-- Text excerpt start --

Taylor's God was cosmic and also worshipped by non-Christians. He felt that there were many, like the novelist George Eliot, who saw that God was to be experienced outside the church.
Yet the gentle thinker was startlingly decisive. As Bishop of Winchester, he agreed to hand over a redundant Southampton church to a Sikh congregation. He quoted Japanese Christians and French Roman Catholic bishops who had allowed non-Christian bodies to take over unneeded churches. He met stiff opposition - better to bulldoze it for a supermarket than to let immigrant non-Christians use the building, was some synod members' view.
Speaking about instability in marriage, he wished the Church had been more forceful about the disgraceful housing and grinding unemployment which put harsh strains on relationships. He criticised the Church Commissioners' African and housing policy. Some felt him too idealistic - but it was an irony that after his retirement, the Church Commissioners lost £800m on unwise American property investment.
Taylor's father was the vice-principal of Ridley Hall, an evangelical theological college in Cambridge, and went on to be principal of Wycliffe Hall, Oxford, and then Bishop of Sodor and Man. His son was educated at St Lawrence College, Ramsgate; Trinity College, Cambridge; St Catherine's Society (now college) and Wycliffe Hall, Oxford; and London university's Institute of Education.
From 1938-40, John Taylor was curate of All Souls in London's West End, and curate-in-charge at St Andrew's church in St Helen's, Lancashire, from 1940-43. In 1945, he was appointed warden of Bishop Tucker College in Mukono, Uganda. He saw that African independence, political and religious, should be welcomed by western Christians.

-- Text excerpt end --
-- Raw records start --

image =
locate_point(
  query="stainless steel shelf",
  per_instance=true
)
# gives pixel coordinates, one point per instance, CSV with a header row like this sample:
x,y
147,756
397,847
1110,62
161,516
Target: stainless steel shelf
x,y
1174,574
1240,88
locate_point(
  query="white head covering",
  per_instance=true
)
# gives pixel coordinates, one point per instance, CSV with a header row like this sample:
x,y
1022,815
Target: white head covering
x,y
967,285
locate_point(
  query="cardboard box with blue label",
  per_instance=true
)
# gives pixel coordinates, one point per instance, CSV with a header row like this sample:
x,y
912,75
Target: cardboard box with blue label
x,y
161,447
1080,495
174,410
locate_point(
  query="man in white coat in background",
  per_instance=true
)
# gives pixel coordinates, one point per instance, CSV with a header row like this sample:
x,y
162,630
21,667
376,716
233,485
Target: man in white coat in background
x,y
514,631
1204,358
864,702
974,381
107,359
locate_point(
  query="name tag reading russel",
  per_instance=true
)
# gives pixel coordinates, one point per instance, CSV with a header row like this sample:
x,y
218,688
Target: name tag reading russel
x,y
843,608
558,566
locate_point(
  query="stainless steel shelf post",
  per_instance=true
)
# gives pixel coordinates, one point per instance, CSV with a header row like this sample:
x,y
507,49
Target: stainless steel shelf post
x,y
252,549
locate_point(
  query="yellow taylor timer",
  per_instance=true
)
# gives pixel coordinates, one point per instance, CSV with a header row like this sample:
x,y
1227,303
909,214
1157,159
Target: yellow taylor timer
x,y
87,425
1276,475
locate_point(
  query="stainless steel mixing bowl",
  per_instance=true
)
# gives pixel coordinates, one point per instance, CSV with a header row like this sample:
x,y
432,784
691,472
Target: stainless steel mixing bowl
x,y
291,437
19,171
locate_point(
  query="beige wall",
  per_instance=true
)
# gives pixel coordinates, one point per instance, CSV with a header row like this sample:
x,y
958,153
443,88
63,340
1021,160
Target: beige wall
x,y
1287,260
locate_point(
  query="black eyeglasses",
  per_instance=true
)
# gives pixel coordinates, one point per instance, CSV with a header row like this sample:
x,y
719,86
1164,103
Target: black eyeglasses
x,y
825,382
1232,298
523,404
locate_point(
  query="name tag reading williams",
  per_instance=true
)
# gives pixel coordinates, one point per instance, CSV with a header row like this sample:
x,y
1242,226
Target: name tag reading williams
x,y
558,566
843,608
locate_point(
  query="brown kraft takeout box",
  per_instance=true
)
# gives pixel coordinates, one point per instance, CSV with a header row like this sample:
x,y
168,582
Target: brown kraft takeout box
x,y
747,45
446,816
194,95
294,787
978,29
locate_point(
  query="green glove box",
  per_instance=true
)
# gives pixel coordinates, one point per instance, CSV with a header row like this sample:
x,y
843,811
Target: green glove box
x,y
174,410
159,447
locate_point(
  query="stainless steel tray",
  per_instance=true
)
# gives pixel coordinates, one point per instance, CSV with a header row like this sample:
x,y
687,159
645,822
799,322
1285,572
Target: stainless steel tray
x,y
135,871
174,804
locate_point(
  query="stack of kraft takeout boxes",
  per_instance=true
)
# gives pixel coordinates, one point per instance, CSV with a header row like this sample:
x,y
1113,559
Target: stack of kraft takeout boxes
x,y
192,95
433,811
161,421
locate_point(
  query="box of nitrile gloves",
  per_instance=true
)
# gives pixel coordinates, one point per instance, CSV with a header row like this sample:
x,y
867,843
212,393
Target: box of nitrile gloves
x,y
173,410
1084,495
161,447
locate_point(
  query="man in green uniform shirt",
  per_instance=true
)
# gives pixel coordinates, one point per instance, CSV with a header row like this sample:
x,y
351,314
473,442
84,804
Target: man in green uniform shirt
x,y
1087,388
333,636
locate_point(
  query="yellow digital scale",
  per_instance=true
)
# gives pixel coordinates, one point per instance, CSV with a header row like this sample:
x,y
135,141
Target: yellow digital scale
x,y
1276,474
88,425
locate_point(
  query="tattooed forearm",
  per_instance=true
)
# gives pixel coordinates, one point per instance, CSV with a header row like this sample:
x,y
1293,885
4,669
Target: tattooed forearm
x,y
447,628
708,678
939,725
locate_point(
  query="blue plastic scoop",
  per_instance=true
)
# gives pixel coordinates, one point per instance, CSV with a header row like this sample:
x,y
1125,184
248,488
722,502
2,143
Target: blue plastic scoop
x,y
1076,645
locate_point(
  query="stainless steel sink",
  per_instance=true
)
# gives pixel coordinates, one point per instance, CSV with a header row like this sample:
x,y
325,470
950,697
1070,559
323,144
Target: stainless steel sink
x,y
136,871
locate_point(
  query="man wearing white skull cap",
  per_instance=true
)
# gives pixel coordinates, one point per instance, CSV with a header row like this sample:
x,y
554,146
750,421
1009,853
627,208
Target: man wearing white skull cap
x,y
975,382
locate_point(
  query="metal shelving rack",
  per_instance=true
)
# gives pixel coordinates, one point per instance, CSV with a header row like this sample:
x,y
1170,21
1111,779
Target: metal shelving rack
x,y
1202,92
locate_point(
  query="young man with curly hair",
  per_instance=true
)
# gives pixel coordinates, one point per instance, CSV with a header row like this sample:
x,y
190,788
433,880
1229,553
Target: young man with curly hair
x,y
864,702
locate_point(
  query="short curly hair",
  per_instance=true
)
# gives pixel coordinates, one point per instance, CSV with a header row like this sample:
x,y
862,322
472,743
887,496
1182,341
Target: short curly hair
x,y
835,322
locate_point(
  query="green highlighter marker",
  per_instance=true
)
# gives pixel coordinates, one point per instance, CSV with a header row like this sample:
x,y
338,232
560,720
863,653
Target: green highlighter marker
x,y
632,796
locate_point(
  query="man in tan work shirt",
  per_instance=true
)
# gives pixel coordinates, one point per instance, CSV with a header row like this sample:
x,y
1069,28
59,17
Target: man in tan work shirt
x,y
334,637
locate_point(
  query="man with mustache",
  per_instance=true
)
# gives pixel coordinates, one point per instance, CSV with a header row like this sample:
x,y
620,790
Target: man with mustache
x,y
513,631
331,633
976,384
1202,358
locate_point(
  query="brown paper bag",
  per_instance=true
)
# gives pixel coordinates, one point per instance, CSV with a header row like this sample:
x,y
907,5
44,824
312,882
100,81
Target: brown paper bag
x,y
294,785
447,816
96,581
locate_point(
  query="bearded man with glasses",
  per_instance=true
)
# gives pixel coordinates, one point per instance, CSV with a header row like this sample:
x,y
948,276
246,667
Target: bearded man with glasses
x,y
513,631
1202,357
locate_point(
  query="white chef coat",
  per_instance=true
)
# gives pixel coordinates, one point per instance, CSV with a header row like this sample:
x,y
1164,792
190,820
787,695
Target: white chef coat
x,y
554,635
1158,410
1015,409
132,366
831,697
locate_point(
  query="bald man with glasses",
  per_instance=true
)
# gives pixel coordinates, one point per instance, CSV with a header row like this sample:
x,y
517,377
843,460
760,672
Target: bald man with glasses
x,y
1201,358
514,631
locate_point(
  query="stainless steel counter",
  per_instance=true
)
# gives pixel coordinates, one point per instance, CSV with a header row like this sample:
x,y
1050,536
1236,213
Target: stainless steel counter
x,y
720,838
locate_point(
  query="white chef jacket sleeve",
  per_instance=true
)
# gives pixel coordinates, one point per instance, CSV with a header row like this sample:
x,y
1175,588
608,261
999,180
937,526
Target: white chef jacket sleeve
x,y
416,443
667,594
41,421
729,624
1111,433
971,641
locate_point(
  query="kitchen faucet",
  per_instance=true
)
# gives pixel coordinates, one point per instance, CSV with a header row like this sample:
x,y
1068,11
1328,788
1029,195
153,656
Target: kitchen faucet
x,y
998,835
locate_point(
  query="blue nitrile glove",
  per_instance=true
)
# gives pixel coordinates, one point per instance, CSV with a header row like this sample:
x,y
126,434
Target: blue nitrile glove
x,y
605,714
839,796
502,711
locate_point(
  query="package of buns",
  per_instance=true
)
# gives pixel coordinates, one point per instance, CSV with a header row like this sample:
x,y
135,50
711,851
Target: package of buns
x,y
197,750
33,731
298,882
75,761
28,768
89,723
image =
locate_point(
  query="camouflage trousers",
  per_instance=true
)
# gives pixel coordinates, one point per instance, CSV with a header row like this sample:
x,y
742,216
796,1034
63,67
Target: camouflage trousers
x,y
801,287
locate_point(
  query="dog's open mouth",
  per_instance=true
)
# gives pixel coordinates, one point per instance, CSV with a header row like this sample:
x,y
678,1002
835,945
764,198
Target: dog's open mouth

-- Raw records end --

> **Tasks to perform**:
**a.** According to the text about John Taylor, what position was he appointed to in 1945?
**b.** Reproduce word for word the part of the text about John Taylor that runs from "Yet the gentle" to "American property investment.".

> **Answers to the tasks**:
**a.** Warden of Bishop Tucker College in Mukono, Uganda.

**b.**
Yet the gentle thinker was startlingly decisive. As Bishop of Winchester, he agreed to hand over a redundant Southampton church to a Sikh congregation. He quoted Japanese Christians and French Roman Catholic bishops who had allowed non-Christian bodies to take over unneeded churches. He met stiff opposition - better to bulldoze it for a supermarket than to let immigrant non-Christians use the building, was some synod members' view.
Speaking about instability in marriage, he wished the Church had been more forceful about the disgraceful housing and grinding unemployment which put harsh strains on relationships. He criticised the Church Commissioners' African and housing policy. Some felt him too idealistic - but it was an irony that after his retirement, the Church Commissioners lost £800m on unwise American property investment.